**EXCERPT**:
# # # # #
Designing for the harder use case
A/B test: home screen
I tested with users across two age groups: adults 25–40 and adults 60+. The failure modes were different for each, which created a real product tension.
Younger users wanted density — more information, faster navigation, less hand-holding. Older users consistently needed larger targets, explicit labels, slower flows, and more confirmation steps before committing to an action.
Version A showed all today's medications in a list with checkboxes. Clean, information-dense, familiar from other apps. Version A looked better in a static screenshot.
Version B made the current dose dominant with a single confirmation action, upcoming doses shown smaller below. Version B performed better in every real-use metric — task completion speed, error rate, and confidence rating from older users.
Iaso is designed to not exclude the harder use case. Optimizing for the most demanding user makes the product better for everyone, without making it worse for anyone.
Designing for Month 6, not Month 1
Building this solo — designing and developing in parallel — changed how I make decisions. Every choice I made in Figma, I would have to implement in SwiftUI. That constraint made me more honest.
It's easy to design a beautiful multi-step confirmation flow; it's harder to build one that handles a blurry scan, an unrecognized drug name, or a notification that fires while Do Not Disturb is on. The edge cases are the product.
The research taught me something I didn't expect: the medication adherence problem isn't unsolved because nobody has tried. It's unsolved because most solutions optimize for the first 30 days. The app that gets downloaded is a different problem than the app that gets used a year later. I'm designing for the second one, which means the smart scan and GPS features aren't additions, they're the core argument for why Iaso still matters in Month 6 and beyond. The thing I haven't solved yet is the caregiver view. The caregiver is a whole other user in this system I've mostly ignored.
Both projects share the same insight: healthcare solutions fail when they solve a narrow technical problem while ignoring the broader human context. Atlas worked at the hardware and ecosystem level. Iaso brings the same holistic thinking to the software layer: same patient, different surface.
# # # # #
**EXTRACTED DATA**:
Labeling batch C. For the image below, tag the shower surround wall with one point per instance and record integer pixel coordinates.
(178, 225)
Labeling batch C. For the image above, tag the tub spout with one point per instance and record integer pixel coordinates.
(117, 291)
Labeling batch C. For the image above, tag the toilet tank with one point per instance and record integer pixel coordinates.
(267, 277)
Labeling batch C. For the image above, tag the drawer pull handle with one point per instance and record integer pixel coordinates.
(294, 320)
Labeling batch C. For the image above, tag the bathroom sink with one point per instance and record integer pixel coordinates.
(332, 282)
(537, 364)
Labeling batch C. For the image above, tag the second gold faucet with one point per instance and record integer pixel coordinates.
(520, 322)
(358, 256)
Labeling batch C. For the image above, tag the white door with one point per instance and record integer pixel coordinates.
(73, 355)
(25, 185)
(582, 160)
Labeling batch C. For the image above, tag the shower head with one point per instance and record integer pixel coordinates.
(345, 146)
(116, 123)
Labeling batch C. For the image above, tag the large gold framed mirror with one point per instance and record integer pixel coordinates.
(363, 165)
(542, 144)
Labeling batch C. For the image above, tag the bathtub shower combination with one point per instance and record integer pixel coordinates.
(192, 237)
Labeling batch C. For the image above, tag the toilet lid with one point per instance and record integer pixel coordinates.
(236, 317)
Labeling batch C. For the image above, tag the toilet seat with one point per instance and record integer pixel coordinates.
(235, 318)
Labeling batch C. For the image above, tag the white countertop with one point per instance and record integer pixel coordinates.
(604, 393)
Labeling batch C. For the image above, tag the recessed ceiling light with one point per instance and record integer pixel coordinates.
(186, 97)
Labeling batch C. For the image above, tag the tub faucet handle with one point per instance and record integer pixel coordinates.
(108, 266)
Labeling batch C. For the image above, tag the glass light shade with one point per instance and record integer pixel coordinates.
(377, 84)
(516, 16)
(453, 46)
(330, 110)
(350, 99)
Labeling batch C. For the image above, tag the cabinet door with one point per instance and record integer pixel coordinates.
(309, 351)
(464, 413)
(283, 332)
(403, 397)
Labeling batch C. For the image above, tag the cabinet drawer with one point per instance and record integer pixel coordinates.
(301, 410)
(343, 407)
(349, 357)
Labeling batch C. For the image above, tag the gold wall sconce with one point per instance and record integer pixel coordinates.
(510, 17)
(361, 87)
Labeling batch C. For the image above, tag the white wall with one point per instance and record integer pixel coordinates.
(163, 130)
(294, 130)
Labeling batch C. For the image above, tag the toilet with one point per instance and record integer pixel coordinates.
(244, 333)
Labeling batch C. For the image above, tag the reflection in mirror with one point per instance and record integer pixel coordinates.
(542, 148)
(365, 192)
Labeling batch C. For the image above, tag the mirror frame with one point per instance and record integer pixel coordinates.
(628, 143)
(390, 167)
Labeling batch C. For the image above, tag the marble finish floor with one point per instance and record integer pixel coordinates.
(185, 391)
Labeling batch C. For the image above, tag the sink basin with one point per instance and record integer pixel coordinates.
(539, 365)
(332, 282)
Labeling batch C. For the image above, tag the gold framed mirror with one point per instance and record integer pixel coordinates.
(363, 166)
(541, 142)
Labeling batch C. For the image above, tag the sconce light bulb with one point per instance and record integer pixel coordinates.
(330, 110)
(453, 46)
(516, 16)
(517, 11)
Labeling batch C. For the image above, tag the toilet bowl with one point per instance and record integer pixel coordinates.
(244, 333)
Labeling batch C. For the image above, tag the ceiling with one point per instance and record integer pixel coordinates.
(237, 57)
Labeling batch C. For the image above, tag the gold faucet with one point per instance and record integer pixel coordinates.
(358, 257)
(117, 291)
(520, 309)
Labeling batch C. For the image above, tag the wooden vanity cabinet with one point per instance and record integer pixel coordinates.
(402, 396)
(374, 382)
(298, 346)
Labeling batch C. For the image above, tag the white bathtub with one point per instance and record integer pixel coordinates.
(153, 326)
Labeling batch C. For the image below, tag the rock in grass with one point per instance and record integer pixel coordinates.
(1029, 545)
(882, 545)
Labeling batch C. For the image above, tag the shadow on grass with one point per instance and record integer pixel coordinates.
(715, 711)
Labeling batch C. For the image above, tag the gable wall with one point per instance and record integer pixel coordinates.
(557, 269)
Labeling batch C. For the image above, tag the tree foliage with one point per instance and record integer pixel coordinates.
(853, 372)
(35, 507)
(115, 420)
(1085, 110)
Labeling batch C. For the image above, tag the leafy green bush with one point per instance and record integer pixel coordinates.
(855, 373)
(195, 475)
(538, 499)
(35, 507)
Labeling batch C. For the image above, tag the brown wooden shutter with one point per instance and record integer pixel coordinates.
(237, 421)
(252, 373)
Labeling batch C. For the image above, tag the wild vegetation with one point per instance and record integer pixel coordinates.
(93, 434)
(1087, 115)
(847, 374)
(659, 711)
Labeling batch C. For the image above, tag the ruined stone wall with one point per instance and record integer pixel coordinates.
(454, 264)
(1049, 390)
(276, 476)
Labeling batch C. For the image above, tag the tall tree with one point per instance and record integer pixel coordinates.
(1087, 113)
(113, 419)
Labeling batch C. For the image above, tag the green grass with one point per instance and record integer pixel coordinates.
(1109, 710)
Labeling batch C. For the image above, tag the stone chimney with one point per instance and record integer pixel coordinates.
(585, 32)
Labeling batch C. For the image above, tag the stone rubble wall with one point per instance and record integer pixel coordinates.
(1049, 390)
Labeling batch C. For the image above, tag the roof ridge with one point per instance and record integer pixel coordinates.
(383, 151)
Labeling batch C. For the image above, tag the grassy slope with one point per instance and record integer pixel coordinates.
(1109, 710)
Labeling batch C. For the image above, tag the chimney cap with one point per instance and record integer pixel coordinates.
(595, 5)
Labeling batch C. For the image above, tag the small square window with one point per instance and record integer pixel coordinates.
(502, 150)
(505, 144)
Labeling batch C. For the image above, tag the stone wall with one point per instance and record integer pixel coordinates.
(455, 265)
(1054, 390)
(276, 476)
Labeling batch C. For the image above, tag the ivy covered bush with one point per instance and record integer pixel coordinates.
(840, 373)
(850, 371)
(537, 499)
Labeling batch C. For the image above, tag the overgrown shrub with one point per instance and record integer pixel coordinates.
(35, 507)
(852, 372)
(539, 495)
# # # # #
**THINGS TO DO**:
1) Transcribe the passage of the Iaso design write-up starting at "Younger users wanted" and ending at "to an action.".
2) In the Iaso design write-up, which two age groups were users tested with?

**TASK-BY-TASK ANSWERS**:
1)
Younger users wanted density — more information, faster navigation, less hand-holding. Older users consistently needed larger targets, explicit labels, slower flows, and more confirmation steps before committing to an action.

2) Adults 25–40 and adults 60+.